▶ **Aim of the task**
Starting with the line that contains "Each instance receives one point. Annotate the braided" and going on through the end of the rows, write those lines out again, requests included. Scale every answer point coordinate by 1.6, rounding to whole numbers with halves rounded up, and leave the numbers in the requests and their format samples unchanged.

▶ **Data to process**
------------------------------------

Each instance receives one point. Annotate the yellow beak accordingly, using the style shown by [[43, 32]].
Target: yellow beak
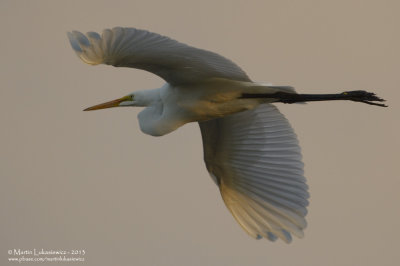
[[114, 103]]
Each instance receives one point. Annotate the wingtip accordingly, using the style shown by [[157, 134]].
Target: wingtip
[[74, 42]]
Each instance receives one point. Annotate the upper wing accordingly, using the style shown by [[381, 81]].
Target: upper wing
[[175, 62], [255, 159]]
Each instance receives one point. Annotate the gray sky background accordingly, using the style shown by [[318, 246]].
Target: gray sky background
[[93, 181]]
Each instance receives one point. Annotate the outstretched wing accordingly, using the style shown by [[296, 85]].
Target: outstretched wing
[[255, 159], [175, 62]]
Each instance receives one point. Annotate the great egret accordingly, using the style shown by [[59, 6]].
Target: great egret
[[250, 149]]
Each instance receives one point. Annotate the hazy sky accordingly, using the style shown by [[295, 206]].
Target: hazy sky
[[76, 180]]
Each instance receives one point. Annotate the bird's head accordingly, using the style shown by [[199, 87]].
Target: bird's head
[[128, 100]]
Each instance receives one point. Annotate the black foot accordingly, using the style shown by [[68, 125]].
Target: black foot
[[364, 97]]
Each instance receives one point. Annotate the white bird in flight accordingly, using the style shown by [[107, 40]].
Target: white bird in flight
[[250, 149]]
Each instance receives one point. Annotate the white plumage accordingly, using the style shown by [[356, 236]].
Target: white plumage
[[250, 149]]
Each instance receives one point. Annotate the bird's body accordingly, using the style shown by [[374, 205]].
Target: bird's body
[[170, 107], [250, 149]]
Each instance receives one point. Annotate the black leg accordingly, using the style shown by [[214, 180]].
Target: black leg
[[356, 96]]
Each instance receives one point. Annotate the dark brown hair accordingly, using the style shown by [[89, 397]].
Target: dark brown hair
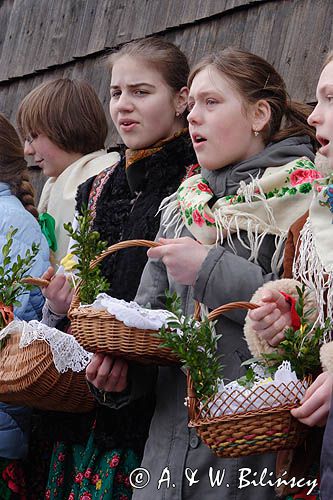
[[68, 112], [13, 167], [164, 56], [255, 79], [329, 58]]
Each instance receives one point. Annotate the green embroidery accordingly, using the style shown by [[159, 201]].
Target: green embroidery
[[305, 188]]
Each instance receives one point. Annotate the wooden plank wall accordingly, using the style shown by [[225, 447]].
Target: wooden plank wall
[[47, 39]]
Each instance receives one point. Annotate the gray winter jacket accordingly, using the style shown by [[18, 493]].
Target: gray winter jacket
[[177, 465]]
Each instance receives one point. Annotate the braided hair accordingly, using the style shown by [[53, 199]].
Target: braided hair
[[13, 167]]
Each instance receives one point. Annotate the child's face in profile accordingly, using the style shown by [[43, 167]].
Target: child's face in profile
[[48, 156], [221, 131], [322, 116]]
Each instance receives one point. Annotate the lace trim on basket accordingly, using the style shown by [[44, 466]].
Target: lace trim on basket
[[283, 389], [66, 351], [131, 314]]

------------------------------------

▶ **Exercise output**
Each instance receives one point. Annotate the braided hair accordingly, using the style shown by [[53, 199]].
Target: braided hair
[[21, 267]]
Each instance receives one point. Annotate the child's face in profile accordingly, using the style shown by [[43, 167]].
Target: child's face in profile
[[77, 250], [354, 210], [515, 186]]
Each instance receives one point. Annotate the lace trim on basket accordingly, using the style shown by [[44, 466]].
Target: lace trim on basket
[[453, 622], [106, 562], [210, 502]]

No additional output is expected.